*** DATA TO USE Section Begins ***

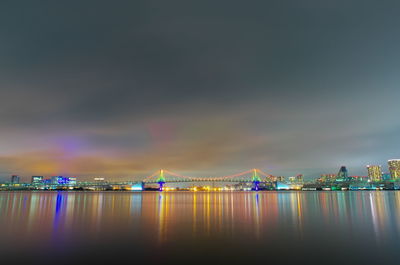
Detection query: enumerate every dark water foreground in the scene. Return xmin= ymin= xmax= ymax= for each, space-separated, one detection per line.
xmin=0 ymin=191 xmax=399 ymax=265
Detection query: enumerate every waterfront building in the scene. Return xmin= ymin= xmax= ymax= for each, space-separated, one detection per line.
xmin=348 ymin=176 xmax=359 ymax=182
xmin=367 ymin=165 xmax=382 ymax=182
xmin=276 ymin=181 xmax=290 ymax=190
xmin=57 ymin=177 xmax=73 ymax=185
xmin=51 ymin=176 xmax=59 ymax=185
xmin=43 ymin=179 xmax=52 ymax=185
xmin=31 ymin=176 xmax=43 ymax=185
xmin=94 ymin=177 xmax=105 ymax=183
xmin=382 ymin=172 xmax=391 ymax=181
xmin=277 ymin=176 xmax=285 ymax=182
xmin=69 ymin=177 xmax=77 ymax=185
xmin=320 ymin=174 xmax=336 ymax=182
xmin=11 ymin=175 xmax=20 ymax=184
xmin=388 ymin=159 xmax=400 ymax=180
xmin=296 ymin=174 xmax=304 ymax=183
xmin=131 ymin=182 xmax=144 ymax=191
xmin=337 ymin=166 xmax=348 ymax=181
xmin=50 ymin=176 xmax=72 ymax=185
xmin=348 ymin=176 xmax=368 ymax=182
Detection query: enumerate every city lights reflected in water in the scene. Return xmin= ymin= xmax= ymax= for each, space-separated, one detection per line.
xmin=1 ymin=191 xmax=400 ymax=264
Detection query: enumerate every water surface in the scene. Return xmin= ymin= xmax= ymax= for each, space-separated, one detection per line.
xmin=0 ymin=191 xmax=399 ymax=265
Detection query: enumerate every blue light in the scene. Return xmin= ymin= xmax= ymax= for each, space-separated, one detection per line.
xmin=276 ymin=182 xmax=290 ymax=190
xmin=57 ymin=177 xmax=70 ymax=185
xmin=131 ymin=183 xmax=143 ymax=191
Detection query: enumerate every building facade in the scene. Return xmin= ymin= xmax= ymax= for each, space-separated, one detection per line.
xmin=337 ymin=166 xmax=349 ymax=181
xmin=367 ymin=165 xmax=382 ymax=182
xmin=31 ymin=176 xmax=43 ymax=185
xmin=388 ymin=159 xmax=400 ymax=180
xmin=11 ymin=175 xmax=20 ymax=184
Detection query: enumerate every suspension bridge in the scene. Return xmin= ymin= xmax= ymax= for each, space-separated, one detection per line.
xmin=142 ymin=169 xmax=274 ymax=191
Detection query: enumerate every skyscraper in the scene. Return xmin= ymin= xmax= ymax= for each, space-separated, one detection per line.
xmin=277 ymin=176 xmax=285 ymax=182
xmin=388 ymin=159 xmax=400 ymax=180
xmin=31 ymin=176 xmax=43 ymax=185
xmin=367 ymin=165 xmax=382 ymax=182
xmin=337 ymin=166 xmax=348 ymax=181
xmin=296 ymin=174 xmax=304 ymax=183
xmin=11 ymin=175 xmax=20 ymax=184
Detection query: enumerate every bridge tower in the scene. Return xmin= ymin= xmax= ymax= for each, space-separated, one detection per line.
xmin=157 ymin=169 xmax=166 ymax=191
xmin=252 ymin=169 xmax=261 ymax=191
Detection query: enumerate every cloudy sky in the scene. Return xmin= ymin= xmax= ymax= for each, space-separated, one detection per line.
xmin=1 ymin=0 xmax=400 ymax=180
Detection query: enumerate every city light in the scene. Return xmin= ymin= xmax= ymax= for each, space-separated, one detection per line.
xmin=2 ymin=159 xmax=400 ymax=192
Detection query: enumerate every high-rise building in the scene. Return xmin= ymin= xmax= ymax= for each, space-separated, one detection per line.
xmin=296 ymin=174 xmax=304 ymax=183
xmin=11 ymin=175 xmax=20 ymax=184
xmin=337 ymin=166 xmax=348 ymax=181
xmin=367 ymin=165 xmax=382 ymax=182
xmin=31 ymin=176 xmax=43 ymax=185
xmin=388 ymin=159 xmax=400 ymax=180
xmin=277 ymin=176 xmax=285 ymax=182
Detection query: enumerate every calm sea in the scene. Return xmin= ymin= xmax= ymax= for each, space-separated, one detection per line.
xmin=0 ymin=191 xmax=399 ymax=265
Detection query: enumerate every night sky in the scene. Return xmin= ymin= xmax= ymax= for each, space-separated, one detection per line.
xmin=1 ymin=0 xmax=400 ymax=180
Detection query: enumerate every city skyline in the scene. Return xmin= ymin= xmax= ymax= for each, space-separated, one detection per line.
xmin=3 ymin=158 xmax=400 ymax=182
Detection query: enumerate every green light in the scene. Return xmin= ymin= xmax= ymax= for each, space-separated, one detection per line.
xmin=157 ymin=169 xmax=166 ymax=183
xmin=252 ymin=169 xmax=261 ymax=182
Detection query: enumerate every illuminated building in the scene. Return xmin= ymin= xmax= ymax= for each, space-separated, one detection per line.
xmin=57 ymin=177 xmax=71 ymax=185
xmin=388 ymin=159 xmax=400 ymax=180
xmin=31 ymin=176 xmax=43 ymax=185
xmin=94 ymin=177 xmax=105 ymax=182
xmin=43 ymin=179 xmax=52 ymax=185
xmin=296 ymin=174 xmax=304 ymax=183
xmin=366 ymin=165 xmax=382 ymax=182
xmin=320 ymin=174 xmax=336 ymax=182
xmin=348 ymin=176 xmax=368 ymax=182
xmin=50 ymin=176 xmax=73 ymax=185
xmin=336 ymin=166 xmax=348 ymax=181
xmin=277 ymin=176 xmax=285 ymax=182
xmin=58 ymin=177 xmax=65 ymax=184
xmin=11 ymin=175 xmax=20 ymax=184
xmin=68 ymin=177 xmax=77 ymax=185
xmin=276 ymin=181 xmax=290 ymax=190
xmin=287 ymin=175 xmax=304 ymax=185
xmin=131 ymin=182 xmax=144 ymax=191
xmin=382 ymin=172 xmax=391 ymax=181
xmin=51 ymin=176 xmax=59 ymax=185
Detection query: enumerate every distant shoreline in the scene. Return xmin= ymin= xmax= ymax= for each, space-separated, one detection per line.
xmin=0 ymin=189 xmax=399 ymax=192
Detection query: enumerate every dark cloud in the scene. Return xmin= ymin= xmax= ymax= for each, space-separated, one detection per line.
xmin=0 ymin=0 xmax=400 ymax=180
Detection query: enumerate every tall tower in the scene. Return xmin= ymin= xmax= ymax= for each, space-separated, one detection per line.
xmin=11 ymin=175 xmax=20 ymax=184
xmin=157 ymin=169 xmax=166 ymax=191
xmin=252 ymin=169 xmax=261 ymax=191
xmin=388 ymin=159 xmax=400 ymax=180
xmin=366 ymin=165 xmax=382 ymax=182
xmin=337 ymin=166 xmax=348 ymax=181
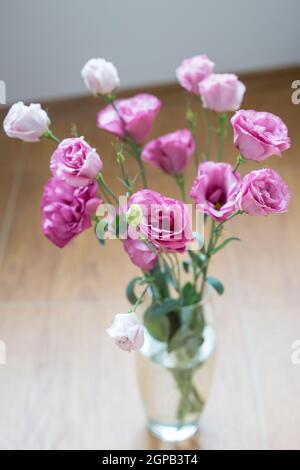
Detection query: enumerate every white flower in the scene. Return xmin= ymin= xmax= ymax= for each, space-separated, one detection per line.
xmin=3 ymin=102 xmax=50 ymax=142
xmin=81 ymin=58 xmax=120 ymax=95
xmin=107 ymin=313 xmax=144 ymax=352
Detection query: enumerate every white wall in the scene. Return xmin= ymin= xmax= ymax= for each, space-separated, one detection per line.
xmin=1 ymin=0 xmax=299 ymax=103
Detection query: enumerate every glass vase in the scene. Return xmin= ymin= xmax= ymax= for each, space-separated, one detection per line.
xmin=136 ymin=299 xmax=217 ymax=443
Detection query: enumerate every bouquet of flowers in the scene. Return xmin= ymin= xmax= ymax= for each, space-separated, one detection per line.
xmin=3 ymin=54 xmax=291 ymax=440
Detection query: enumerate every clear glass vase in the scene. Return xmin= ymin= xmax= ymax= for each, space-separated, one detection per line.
xmin=136 ymin=299 xmax=217 ymax=443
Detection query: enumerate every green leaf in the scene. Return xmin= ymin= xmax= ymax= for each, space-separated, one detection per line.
xmin=150 ymin=263 xmax=170 ymax=300
xmin=126 ymin=277 xmax=142 ymax=305
xmin=210 ymin=237 xmax=241 ymax=255
xmin=149 ymin=299 xmax=181 ymax=318
xmin=188 ymin=250 xmax=207 ymax=269
xmin=181 ymin=282 xmax=200 ymax=307
xmin=207 ymin=276 xmax=224 ymax=295
xmin=182 ymin=260 xmax=190 ymax=274
xmin=144 ymin=307 xmax=170 ymax=342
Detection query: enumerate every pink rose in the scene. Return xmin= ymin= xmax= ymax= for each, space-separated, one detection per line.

*** DATA TO USE Section Ends ***

▶ EXERCISE GOAL:
Word for word, restate the line that contains "Detection query: enumerate every white wall" and each line after it, up to and including the last line of the listing; include nothing else.

▶ FINISHED EXERCISE:
Detection query: enumerate every white wall in the scene. Return xmin= ymin= xmax= ymax= for each, space-separated, one detection per line.
xmin=1 ymin=0 xmax=299 ymax=103
Detection query: enumerate every glass vase in the scene. Return xmin= ymin= xmax= ymax= for each, space-separated, one detection per line.
xmin=136 ymin=299 xmax=217 ymax=443
Detection query: enumerate every bouquet of flowers in the scene. Return xmin= ymin= xmax= ymax= for each, space-separated, one detection per line.
xmin=3 ymin=54 xmax=291 ymax=440
Detection query: enumerate every clear glass vase in the scene. Return xmin= ymin= xmax= ymax= for each, space-separated, one detection per line.
xmin=136 ymin=299 xmax=217 ymax=443
Detection query: enumerate every green leaf in the scene. Return xmin= ymin= xmax= ymax= for each, space-separated, one detection per line.
xmin=150 ymin=263 xmax=170 ymax=300
xmin=126 ymin=277 xmax=142 ymax=305
xmin=210 ymin=237 xmax=241 ymax=255
xmin=149 ymin=299 xmax=181 ymax=318
xmin=188 ymin=250 xmax=207 ymax=269
xmin=181 ymin=282 xmax=200 ymax=307
xmin=207 ymin=276 xmax=224 ymax=295
xmin=182 ymin=260 xmax=190 ymax=274
xmin=144 ymin=307 xmax=170 ymax=342
Detection query: enumerate every pink rose in the scene. Return xmin= ymin= xmax= ymax= for each, space-separated, one detection per line.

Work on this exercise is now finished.